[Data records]
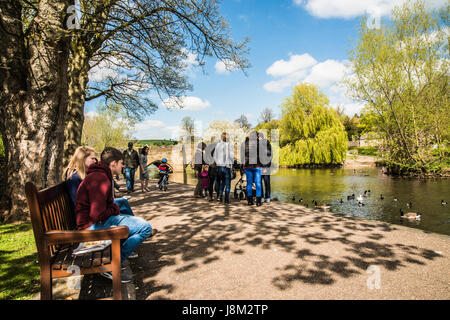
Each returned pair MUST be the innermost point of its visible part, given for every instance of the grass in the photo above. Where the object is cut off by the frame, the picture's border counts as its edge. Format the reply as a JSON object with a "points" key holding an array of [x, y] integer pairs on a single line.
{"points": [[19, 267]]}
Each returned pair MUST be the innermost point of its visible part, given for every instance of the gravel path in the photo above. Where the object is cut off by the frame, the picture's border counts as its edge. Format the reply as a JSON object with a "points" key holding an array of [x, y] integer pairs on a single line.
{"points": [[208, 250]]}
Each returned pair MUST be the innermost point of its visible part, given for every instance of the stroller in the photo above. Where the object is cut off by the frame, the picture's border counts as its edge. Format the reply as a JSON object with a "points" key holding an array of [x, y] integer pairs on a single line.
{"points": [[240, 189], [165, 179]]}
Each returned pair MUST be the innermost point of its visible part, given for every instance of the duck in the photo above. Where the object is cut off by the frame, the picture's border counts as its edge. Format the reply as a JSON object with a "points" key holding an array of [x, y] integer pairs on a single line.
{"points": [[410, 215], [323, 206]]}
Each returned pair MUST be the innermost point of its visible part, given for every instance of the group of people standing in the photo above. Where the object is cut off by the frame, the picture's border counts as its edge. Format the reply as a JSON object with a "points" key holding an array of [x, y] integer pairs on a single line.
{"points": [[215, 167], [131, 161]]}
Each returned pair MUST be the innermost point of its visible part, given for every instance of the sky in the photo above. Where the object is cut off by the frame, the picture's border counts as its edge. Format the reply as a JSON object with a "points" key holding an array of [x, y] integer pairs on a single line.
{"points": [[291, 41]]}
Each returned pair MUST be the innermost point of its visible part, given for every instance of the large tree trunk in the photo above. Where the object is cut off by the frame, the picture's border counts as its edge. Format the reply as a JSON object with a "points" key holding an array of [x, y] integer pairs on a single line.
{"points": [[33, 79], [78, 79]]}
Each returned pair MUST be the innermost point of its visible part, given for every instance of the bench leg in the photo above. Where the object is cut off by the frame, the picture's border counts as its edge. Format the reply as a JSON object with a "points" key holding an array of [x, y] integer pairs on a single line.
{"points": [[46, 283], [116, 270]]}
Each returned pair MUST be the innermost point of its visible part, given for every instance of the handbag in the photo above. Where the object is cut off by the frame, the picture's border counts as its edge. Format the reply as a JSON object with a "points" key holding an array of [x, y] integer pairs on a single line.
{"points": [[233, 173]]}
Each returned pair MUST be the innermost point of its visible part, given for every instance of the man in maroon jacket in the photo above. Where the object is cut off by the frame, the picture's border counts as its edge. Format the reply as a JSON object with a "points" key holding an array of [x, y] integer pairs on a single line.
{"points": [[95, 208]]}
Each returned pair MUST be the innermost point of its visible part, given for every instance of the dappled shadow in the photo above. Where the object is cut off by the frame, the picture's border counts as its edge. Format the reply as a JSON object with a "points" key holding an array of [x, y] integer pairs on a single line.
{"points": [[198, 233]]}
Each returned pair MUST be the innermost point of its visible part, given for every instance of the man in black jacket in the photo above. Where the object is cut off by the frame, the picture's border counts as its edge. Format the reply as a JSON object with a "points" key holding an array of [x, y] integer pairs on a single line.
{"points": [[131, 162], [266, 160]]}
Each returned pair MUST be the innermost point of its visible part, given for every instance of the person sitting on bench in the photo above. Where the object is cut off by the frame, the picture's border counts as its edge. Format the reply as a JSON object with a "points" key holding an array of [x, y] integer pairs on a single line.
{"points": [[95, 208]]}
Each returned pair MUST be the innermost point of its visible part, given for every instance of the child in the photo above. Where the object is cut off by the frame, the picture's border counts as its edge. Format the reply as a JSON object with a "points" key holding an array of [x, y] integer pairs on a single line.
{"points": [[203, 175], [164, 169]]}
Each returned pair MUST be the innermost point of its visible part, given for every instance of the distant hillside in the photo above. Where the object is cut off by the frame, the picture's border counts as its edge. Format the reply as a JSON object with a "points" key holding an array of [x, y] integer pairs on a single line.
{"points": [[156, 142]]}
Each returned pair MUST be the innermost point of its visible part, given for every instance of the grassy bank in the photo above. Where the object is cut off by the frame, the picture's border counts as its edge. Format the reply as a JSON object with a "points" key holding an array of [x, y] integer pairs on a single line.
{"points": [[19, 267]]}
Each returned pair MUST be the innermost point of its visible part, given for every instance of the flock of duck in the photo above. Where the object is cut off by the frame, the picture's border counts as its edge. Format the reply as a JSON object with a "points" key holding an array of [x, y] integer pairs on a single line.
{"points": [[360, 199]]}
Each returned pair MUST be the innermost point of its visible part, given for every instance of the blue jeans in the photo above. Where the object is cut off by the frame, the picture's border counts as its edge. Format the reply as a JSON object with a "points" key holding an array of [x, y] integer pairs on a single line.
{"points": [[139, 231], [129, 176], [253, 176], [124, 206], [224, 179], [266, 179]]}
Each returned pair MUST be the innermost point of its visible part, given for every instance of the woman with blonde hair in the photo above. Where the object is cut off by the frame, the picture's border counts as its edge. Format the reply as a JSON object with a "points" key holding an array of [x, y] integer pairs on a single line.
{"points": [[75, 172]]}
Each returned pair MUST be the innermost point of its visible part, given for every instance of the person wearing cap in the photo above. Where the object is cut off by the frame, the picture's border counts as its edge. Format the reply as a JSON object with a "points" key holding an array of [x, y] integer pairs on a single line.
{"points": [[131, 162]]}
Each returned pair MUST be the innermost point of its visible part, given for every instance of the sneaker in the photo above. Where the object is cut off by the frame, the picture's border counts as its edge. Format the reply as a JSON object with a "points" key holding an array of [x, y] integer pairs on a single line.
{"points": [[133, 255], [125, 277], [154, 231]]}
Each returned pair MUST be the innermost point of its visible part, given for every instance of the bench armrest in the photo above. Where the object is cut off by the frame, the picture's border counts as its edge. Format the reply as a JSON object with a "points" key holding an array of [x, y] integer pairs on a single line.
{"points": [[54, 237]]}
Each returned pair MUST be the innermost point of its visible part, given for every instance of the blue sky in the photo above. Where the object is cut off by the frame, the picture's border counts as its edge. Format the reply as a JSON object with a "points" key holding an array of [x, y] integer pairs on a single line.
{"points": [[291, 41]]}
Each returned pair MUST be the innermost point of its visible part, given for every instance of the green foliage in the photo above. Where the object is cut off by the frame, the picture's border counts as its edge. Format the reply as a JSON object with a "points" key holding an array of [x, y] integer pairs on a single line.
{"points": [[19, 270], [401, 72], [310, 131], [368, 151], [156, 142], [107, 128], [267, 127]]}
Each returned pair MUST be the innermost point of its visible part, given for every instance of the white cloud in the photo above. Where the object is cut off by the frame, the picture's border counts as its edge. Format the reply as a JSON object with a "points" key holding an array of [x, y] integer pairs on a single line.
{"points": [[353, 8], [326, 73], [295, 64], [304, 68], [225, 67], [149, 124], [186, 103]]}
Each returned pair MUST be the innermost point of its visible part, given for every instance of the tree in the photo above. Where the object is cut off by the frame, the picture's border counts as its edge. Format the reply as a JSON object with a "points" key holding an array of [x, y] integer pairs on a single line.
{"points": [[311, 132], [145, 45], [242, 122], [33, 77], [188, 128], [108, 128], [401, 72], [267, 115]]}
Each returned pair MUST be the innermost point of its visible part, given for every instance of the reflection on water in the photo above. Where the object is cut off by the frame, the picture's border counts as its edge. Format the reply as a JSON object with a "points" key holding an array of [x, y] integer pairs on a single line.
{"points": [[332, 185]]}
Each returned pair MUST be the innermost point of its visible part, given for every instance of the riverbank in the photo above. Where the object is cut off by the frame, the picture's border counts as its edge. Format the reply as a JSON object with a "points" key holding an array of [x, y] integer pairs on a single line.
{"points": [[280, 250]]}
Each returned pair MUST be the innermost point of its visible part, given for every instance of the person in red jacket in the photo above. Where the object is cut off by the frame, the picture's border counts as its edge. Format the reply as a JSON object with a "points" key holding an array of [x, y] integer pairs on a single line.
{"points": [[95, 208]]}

# [Problem description]
All lines from the line containing "the person in" through the last line of the data are to be repeated exactly; no other line belongs in the answer.

# [Written response]
Each returned pair MUST be the innermost point of its visible part, given for every instance of the person in red jacket in the photo above. Where the object is cut off by the frame, the picture's border counts as its edge. Format the reply as a JSON object with a "points" key holding an array of [x, y] integer pairs on a single line.
{"points": [[95, 208]]}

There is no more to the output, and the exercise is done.